[Given request]
In the listing below, find the line containing "Trace the outline of every instance of the stadium". Write out that line and every line after it to the end, exactly and only those.

[Working data]
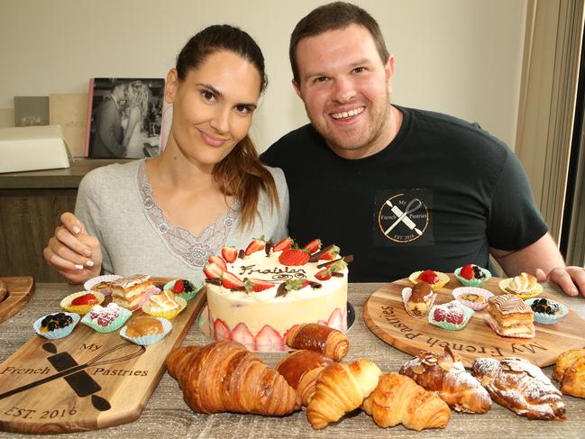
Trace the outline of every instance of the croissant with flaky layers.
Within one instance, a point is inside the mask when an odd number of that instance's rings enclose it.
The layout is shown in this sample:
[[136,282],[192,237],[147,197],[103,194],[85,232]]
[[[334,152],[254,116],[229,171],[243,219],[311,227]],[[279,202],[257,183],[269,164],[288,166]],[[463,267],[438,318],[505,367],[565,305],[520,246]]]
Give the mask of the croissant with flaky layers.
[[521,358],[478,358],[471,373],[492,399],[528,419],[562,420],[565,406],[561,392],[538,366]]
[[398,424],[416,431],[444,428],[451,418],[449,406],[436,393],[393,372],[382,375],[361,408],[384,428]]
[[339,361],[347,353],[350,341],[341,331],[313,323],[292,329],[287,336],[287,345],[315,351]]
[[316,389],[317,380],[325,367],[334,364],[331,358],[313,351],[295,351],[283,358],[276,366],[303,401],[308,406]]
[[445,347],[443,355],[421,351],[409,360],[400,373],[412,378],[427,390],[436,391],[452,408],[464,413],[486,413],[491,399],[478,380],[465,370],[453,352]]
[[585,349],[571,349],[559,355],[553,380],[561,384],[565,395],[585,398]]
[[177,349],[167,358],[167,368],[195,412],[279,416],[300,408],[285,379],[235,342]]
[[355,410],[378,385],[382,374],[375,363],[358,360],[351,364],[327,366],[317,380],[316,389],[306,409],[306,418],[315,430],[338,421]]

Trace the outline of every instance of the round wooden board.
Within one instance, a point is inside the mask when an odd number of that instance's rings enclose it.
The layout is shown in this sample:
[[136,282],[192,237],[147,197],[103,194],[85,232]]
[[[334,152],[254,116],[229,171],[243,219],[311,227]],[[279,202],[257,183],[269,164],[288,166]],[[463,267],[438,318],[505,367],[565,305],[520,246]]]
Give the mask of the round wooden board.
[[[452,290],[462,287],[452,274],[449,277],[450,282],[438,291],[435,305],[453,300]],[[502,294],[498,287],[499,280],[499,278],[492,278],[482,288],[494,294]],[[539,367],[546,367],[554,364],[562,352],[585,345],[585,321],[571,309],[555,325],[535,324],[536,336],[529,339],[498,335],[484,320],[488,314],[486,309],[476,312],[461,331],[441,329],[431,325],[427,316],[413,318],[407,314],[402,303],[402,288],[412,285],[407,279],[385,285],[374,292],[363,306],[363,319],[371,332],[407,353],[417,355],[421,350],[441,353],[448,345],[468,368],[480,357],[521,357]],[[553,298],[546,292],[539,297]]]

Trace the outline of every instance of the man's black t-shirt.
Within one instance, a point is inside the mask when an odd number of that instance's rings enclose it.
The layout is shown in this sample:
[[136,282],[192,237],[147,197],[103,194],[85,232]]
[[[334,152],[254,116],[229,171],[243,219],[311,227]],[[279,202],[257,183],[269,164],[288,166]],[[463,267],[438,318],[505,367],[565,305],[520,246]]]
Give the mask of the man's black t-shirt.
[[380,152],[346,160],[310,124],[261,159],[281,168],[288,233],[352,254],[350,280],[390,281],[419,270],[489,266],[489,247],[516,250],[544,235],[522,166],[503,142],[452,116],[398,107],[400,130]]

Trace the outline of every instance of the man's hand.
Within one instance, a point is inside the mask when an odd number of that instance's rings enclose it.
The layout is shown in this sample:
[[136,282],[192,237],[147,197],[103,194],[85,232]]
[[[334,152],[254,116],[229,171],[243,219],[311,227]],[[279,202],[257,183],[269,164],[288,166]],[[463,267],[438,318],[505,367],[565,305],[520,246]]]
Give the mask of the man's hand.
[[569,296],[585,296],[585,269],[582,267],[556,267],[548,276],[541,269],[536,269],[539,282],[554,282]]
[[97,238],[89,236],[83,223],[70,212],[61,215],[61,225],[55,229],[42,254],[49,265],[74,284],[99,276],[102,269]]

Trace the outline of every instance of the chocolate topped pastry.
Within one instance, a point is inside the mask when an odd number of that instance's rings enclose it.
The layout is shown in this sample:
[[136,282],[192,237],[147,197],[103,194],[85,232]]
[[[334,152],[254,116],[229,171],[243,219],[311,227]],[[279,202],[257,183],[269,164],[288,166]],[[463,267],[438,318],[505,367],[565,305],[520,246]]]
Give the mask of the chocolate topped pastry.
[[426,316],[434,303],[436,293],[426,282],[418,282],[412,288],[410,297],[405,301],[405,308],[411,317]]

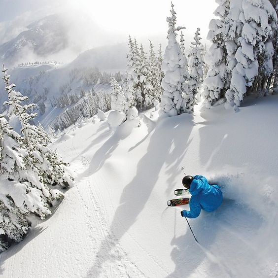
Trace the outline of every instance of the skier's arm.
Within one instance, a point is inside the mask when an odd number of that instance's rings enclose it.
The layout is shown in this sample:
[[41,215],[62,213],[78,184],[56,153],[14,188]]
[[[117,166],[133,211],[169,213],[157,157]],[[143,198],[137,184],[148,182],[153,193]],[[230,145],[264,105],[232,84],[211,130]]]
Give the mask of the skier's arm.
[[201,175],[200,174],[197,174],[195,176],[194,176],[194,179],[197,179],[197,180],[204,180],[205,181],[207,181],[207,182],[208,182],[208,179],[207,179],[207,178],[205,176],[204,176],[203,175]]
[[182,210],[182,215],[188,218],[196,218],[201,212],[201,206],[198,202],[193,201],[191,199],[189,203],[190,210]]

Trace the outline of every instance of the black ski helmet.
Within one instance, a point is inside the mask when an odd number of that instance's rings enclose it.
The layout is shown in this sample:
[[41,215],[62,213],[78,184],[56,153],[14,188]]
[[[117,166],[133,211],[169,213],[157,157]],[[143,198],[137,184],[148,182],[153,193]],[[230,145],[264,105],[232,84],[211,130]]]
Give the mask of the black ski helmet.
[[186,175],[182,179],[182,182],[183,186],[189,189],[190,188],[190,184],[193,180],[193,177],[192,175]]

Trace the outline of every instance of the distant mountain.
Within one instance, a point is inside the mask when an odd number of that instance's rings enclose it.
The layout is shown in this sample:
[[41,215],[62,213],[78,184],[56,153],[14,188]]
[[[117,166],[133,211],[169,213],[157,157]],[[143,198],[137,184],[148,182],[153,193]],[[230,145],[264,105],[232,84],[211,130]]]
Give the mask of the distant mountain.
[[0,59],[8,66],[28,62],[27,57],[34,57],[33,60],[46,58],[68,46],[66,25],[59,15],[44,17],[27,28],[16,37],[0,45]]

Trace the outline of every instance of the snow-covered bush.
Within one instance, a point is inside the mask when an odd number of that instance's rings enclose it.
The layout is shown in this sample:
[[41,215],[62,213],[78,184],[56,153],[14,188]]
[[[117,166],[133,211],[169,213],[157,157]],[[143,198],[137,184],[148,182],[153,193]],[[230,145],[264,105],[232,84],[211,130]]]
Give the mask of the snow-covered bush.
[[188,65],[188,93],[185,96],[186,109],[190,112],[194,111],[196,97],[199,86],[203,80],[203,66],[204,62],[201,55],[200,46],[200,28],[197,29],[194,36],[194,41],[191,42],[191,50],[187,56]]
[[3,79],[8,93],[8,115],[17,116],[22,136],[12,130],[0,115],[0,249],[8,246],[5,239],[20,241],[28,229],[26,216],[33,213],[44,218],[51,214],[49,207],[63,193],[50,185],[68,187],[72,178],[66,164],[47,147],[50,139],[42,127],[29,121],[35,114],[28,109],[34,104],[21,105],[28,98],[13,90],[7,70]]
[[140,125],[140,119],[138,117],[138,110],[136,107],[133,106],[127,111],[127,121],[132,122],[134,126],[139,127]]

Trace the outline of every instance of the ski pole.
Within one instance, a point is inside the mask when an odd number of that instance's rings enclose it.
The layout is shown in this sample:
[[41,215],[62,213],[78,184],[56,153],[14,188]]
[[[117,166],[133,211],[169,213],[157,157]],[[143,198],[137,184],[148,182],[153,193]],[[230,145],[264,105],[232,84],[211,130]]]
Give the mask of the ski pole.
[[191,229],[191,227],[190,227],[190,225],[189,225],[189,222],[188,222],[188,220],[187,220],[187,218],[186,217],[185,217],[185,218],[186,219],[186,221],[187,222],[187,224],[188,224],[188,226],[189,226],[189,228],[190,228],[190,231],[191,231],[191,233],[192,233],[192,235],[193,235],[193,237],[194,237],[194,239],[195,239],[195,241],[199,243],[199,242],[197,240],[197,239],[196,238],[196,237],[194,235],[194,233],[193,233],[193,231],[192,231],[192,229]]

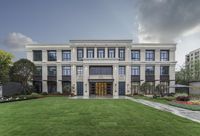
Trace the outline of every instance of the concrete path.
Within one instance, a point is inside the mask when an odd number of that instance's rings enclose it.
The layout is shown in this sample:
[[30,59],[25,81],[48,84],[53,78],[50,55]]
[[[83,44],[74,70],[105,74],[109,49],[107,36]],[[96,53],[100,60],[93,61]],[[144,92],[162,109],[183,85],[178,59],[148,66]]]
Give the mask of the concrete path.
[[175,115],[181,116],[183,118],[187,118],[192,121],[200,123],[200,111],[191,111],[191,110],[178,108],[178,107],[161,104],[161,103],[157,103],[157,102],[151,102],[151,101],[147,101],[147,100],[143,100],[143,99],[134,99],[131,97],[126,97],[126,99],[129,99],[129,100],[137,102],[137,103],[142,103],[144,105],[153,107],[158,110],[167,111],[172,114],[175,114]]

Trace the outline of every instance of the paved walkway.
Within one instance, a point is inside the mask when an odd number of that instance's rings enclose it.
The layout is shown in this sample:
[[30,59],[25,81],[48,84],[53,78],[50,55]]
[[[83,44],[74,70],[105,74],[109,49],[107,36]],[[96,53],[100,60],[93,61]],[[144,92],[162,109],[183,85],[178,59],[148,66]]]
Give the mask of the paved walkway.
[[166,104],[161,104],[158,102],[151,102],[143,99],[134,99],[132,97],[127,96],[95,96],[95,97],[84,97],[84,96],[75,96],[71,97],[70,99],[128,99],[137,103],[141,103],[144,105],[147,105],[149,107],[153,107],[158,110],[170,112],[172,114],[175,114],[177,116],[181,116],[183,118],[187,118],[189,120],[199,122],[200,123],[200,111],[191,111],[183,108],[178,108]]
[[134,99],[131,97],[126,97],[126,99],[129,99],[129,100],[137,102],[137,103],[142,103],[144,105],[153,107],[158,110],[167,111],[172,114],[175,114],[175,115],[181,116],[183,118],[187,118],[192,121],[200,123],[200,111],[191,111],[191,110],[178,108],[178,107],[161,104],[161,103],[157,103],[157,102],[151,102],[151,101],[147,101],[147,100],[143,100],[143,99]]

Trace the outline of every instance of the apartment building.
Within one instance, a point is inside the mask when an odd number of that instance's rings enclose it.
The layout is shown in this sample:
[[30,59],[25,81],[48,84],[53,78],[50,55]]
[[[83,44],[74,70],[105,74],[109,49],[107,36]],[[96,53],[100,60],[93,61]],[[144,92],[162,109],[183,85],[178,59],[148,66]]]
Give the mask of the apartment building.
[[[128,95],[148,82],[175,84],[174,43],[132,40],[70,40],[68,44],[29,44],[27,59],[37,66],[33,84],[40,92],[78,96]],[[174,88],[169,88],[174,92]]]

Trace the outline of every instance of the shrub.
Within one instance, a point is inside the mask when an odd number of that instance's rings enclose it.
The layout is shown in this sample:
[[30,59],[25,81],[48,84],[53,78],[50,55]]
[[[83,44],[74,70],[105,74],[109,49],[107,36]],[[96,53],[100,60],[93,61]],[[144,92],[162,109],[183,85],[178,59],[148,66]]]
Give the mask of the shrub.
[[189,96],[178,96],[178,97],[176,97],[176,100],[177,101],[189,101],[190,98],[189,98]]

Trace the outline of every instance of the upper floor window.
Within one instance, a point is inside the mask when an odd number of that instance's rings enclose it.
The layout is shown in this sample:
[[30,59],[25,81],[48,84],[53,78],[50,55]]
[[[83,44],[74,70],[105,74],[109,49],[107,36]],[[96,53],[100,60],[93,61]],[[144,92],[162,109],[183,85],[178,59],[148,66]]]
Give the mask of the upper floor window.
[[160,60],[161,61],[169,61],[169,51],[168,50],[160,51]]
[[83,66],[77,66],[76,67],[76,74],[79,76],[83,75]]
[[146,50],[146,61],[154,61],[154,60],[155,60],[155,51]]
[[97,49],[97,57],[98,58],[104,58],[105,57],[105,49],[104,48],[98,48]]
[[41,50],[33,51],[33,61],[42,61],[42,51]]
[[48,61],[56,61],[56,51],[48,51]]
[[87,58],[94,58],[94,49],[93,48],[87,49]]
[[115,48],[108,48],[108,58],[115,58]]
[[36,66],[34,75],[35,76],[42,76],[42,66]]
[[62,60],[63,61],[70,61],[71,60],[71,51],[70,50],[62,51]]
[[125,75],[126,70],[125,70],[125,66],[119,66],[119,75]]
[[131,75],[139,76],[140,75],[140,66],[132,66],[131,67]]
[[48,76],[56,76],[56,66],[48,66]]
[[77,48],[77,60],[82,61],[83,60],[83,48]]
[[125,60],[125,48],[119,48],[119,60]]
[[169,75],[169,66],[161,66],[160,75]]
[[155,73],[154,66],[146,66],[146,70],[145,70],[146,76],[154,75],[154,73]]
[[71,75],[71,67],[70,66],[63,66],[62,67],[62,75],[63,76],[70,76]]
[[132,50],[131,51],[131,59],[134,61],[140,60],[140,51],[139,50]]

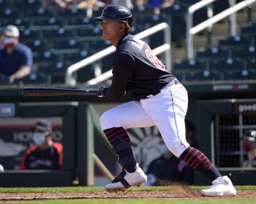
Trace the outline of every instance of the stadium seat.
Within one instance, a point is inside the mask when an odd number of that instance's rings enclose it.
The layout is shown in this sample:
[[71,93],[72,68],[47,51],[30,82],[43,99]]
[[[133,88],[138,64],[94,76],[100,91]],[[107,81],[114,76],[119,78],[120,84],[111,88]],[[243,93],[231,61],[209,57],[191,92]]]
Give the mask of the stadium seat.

[Reply]
Trace the outline of every instance of the stadium seat.
Within one instance, a point is inside the mask when an odd number of that instance's rings enclose it.
The layout is shown in this sample:
[[71,93],[72,68],[47,51],[30,82],[43,99]]
[[[133,88],[138,64],[94,76],[100,91]],[[107,81],[114,76],[119,78],[120,84],[111,88]],[[243,93],[231,61],[209,57],[191,92]]]
Give the mask of the stadium seat.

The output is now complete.